TASK ITEM A:
Which countries does the guest post about the Medaka paper name?
TASK ITEM B:
Can you give the stretch from "Our lab is part" through "about this paper." in the guest post about the Medaka paper again, switching "collaboration" for "partnership"?

EXCERPT:

%%

This guest post is by Ewan Birney on Genomic and phenotypic characterisation of a wild Medaka population: Establishing an isogenic population genetic resource in fish, arXived here.
Our lab is part of a collaboration spanning Japan, two groups in Germany and EMBL-EBI in the UK which put the paper “Genomic and phenotypic characterisation of a wild Medaka population: Establishing an isogenic population genetic resource in fish” on to the arXive pre-print server. Here I’ve taken up a kind invitation to post about this paper.

%%

RAW DATA:

%%

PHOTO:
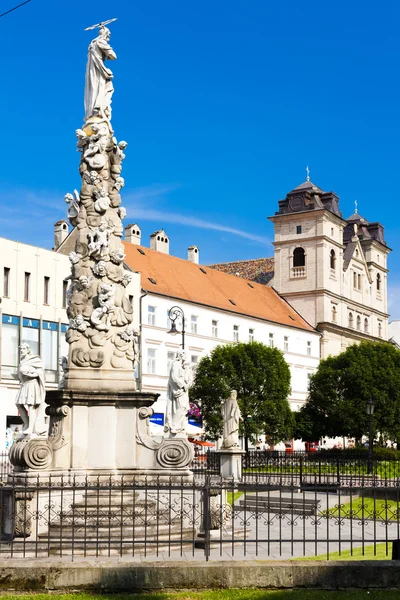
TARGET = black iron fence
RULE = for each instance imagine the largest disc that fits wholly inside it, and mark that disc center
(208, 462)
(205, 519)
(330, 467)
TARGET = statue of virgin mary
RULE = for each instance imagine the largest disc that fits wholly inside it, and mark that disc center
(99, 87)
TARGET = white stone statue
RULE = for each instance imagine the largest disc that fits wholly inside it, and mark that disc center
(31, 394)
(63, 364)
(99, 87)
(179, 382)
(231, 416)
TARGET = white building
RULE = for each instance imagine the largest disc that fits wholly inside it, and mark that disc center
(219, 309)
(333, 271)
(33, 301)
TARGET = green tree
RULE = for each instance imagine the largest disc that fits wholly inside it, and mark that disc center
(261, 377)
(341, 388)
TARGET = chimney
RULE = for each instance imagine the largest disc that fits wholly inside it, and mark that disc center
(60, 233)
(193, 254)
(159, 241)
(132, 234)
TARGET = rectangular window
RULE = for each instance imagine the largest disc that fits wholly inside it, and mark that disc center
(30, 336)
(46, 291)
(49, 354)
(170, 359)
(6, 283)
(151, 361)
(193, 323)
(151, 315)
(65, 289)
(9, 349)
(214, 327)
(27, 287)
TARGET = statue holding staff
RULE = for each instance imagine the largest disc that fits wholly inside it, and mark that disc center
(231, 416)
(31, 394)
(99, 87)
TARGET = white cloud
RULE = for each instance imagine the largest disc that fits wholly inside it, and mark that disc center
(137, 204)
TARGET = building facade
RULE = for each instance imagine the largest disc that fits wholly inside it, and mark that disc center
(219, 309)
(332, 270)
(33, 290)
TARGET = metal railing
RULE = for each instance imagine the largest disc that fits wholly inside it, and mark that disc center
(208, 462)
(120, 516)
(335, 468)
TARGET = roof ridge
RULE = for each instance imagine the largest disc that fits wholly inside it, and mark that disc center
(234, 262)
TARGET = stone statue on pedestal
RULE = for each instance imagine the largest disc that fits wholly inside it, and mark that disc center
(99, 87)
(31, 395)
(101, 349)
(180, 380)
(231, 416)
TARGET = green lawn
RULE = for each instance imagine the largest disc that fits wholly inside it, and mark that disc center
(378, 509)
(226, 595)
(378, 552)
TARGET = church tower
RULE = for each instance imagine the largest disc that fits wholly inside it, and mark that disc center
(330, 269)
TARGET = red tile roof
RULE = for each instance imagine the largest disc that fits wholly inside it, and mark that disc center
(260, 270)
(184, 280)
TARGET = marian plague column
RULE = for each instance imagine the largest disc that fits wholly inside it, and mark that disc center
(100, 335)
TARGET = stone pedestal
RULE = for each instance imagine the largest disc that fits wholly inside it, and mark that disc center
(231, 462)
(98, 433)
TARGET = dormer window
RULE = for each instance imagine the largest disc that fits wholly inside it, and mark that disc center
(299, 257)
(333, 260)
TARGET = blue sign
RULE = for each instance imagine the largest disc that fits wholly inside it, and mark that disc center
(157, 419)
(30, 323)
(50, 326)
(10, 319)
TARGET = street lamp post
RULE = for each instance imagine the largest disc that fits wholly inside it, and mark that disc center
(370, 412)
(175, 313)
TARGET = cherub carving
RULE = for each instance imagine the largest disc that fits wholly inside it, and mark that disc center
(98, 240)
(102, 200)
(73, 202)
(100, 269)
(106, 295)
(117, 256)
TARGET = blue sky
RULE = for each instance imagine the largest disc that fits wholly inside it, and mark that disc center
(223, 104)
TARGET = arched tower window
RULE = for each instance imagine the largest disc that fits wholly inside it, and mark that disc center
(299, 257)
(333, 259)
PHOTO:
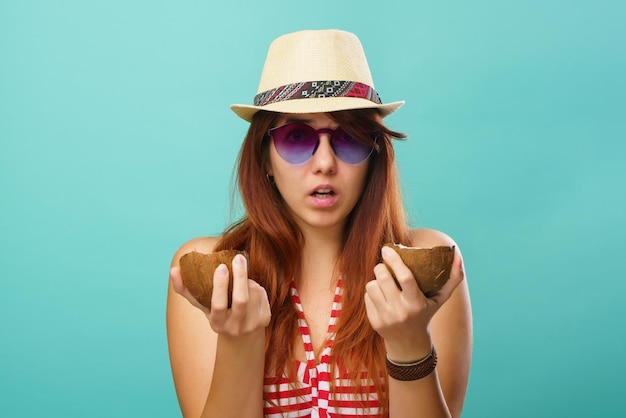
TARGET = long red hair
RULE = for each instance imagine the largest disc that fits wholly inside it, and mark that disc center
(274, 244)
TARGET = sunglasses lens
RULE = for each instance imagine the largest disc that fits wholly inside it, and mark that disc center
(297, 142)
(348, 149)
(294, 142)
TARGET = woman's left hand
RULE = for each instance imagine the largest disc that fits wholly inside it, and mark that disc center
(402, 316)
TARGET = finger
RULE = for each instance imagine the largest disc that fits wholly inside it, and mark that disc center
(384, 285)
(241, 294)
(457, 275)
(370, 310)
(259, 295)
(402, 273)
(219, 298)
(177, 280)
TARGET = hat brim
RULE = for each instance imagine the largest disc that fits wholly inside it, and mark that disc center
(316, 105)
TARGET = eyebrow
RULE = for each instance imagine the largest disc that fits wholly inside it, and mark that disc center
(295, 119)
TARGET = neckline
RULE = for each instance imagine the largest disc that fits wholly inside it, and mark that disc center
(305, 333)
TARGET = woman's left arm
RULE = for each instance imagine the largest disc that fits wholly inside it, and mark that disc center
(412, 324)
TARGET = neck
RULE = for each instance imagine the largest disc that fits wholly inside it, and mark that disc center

%%

WRITTEN SOLUTION A:
Japan, Germany, the UK

WRITTEN SOLUTION B:
Our lab is part of a partnership spanning Japan, two groups in Germany and EMBL-EBI in the UK which put the paper “Genomic and phenotypic characterisation of a wild Medaka population: Establishing an isogenic population genetic resource in fish” on to the arXive pre-print server. Here I’ve taken up a kind invitation to post about this paper.